REQUIRED ACTION A
In the performance status abstract, what time span does the analysis of patient records cover?
REQUIRED ACTION B
Summarize the performance status abstract in two sentences.
REQUIRED ACTION C
Reproduce the passage of the performance status abstract that starts at the words "Methods: We analysed" and stops after "with PS documentation.".

PASSAGE SHOWN
::::

Background: The performance status (PS) is an indicator of a cancer patient's ability to perform everyday activities and plays a key role in oncology. Research suggests that the documentation of PS scores in electronic health records (EHR) is deficient.
Methods: We analysed PS score documentation (Karnofsky or ECOG/Zubrod/WHO) in the hospital, consultation, and multidisciplinary team meeting (MDT) records of patients newly referred for a cancer at a large, public, multisite hospital system, between 1 January 2019 and 1 June 2021. We developed a regular expression (RegEx) to automatically identify PS in documents and assessed what patient and hospital characteristics were associated with PS documentation.

::::

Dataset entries
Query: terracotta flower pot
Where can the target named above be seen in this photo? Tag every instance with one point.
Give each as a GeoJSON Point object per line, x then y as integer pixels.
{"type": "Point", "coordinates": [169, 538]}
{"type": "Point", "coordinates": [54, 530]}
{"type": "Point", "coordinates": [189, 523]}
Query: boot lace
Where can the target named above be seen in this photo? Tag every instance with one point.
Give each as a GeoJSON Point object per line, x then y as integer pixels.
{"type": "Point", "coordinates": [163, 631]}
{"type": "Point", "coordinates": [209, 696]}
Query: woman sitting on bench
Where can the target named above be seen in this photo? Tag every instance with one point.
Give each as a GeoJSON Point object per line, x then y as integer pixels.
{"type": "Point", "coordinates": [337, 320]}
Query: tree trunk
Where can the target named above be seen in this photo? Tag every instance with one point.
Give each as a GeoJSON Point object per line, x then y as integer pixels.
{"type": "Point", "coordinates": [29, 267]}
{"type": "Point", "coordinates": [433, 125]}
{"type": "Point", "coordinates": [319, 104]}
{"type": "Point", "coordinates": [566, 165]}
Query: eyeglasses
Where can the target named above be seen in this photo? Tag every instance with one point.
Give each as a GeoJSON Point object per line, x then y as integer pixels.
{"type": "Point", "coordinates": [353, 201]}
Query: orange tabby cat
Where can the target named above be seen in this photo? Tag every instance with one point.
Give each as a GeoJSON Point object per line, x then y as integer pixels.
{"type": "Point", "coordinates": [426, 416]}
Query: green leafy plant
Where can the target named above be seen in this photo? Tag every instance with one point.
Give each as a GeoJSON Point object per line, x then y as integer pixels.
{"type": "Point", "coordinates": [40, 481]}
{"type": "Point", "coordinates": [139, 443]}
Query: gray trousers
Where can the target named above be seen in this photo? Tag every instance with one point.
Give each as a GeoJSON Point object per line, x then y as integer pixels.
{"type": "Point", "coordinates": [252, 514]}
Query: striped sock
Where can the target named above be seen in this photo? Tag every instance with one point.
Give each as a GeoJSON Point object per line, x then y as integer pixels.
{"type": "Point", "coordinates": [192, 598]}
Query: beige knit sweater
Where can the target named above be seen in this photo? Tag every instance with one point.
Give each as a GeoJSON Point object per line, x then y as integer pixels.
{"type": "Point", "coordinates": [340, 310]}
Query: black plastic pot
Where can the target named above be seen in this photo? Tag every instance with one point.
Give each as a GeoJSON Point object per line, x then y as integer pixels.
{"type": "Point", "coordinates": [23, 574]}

::::

ANSWER BOX A
1 January 2019 to 1 June 2021.

ANSWER BOX B
Performance status is an indicator of a cancer patient's ability to perform everyday activities and plays a key role in oncology, but research suggests that its documentation in electronic health records is deficient. The study analyzed Karnofsky or ECOG/Zubrod/WHO score documentation in the hospital, consultation, and multidisciplinary team meeting records of patients newly referred for a cancer at a large, public, multisite hospital system, using a regular expression to identify performance status automatically and assessing which patient and hospital characteristics were associated with its documentation.

ANSWER BOX C
Methods: We analysed PS score documentation (Karnofsky or ECOG/Zubrod/WHO) in the hospital, consultation, and multidisciplinary team meeting (MDT) records of patients newly referred for a cancer at a large, public, multisite hospital system, between 1 January 2019 and 1 June 2021. We developed a regular expression (RegEx) to automatically identify PS in documents and assessed what patient and hospital characteristics were associated with PS documentation.